▸ **Document excerpt**:
>> start
It isn’t every day that a former claimer enters a Grade 1 race. It’s even less often that such a horse runs well at the sport’s top level, but that’s exactly what the flashy Kneedeepinsnow accomplished when he finished second behind reigning sprint champion Jackie’s Warrior in last weekend’s Alfred G. Vanderbilt Handicap.
Trainer Matt Shirer, who dropped the claim for $80,000 on the 6-year-old in April of this year, watched the Vanderbilt from the Saratoga horsemen’s lounge where it was quiet. For the minute and 10 seconds it took to complete the six furlongs, time slowed down as Shirer’s entire focus narrowed on one big-screen television.
“I thought at the time he was a little bit flat out of the gate,” Shirer admitted, “but that was also somewhat our race strategy. Everybody thought this horse was all speed and that he would be part of the pace, but this horse does whatever you want. I told Ricardo (jockey Ricardo Santana, Jr.), ‘Don’t try to go for the lead, don’t use him, just try to get one run and see where he ends up.’
“Obviously we were at the back of the field early, and the pace didn’t seem crazy fast up front, so I thought that could spell trouble for us. He also took a bunch of dirt early in the race, and I didn’t know how he would handle that, either. Finally he started to make a little move around the three-eighths pole. Then Ricardo took him outside and got him a clear run, and he switched leads a little late, but that’s kind of been his M.O. for a while. Then he really hit another gear and finished strong, passing the rest of the field except for Jackie’s Warrior.”
>> end
▸ **Short exercise**: Could you give the passage of the horse racing article again, starting with "Trainer Matt Shirer, who" and going on through "one big-screen television.", but swap "big-screen television" for "trackside monitor"?

▸ **Supplied records**:
>> start
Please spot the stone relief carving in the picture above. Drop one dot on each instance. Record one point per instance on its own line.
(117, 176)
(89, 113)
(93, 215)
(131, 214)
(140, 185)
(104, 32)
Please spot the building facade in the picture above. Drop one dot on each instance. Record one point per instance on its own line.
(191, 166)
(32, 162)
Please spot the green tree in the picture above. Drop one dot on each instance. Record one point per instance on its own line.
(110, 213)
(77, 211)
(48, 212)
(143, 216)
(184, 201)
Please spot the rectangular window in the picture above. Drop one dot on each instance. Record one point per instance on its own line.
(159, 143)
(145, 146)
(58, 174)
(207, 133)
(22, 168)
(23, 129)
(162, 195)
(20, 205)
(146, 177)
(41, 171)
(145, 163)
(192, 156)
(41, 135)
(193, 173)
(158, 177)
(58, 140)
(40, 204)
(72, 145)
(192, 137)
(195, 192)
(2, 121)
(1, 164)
>> end
>> start
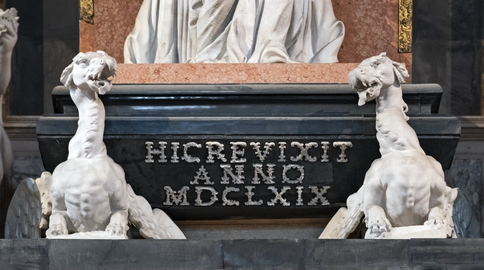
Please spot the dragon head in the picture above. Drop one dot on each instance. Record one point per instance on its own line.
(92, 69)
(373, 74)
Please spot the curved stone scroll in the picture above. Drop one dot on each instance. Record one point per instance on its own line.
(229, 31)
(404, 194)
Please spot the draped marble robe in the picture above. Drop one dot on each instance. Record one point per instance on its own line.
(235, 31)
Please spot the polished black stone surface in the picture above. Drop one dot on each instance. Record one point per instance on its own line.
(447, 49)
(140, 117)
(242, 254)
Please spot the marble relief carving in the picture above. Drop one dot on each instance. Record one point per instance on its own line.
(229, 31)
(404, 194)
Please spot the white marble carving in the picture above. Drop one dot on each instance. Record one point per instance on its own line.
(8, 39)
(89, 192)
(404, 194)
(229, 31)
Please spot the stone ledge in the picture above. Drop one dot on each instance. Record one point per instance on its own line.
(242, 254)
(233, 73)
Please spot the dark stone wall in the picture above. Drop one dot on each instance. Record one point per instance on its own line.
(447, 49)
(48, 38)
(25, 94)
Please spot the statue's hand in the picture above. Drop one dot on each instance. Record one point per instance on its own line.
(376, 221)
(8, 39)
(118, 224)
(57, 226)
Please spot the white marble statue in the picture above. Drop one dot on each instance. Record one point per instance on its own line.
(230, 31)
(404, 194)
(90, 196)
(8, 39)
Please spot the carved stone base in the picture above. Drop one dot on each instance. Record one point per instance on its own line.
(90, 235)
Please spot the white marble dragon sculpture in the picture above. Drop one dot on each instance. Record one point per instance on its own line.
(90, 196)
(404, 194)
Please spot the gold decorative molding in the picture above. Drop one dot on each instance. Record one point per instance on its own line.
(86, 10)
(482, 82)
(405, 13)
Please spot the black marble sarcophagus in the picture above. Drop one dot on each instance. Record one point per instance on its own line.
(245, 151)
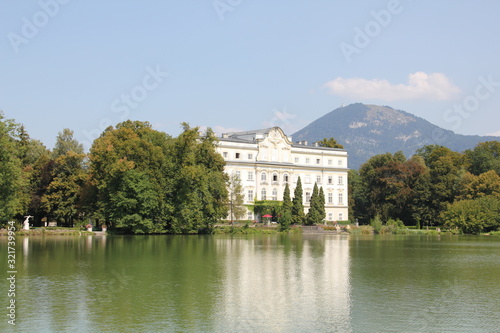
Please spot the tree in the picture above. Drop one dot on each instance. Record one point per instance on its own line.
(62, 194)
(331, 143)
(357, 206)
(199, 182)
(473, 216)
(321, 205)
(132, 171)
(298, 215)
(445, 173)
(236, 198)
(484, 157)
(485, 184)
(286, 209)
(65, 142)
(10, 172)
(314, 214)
>> end
>> start
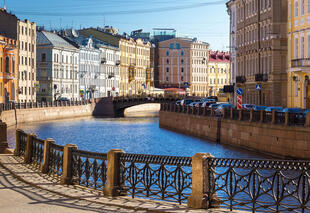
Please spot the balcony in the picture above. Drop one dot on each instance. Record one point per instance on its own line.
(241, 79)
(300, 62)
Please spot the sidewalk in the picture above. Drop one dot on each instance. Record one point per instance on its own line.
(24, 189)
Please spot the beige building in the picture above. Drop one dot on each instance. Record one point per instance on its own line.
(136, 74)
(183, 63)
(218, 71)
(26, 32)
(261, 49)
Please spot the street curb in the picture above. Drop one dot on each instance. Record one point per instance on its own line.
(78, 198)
>> end
▸ **Exercise solution**:
Trainer Matt Shirer, who dropped the claim for $80,000 on the 6-year-old in April of this year, watched the Vanderbilt from the Saratoga horsemen’s lounge where it was quiet. For the minute and 10 seconds it took to complete the six furlongs, time slowed down as Shirer’s entire focus narrowed on one trackside monitor.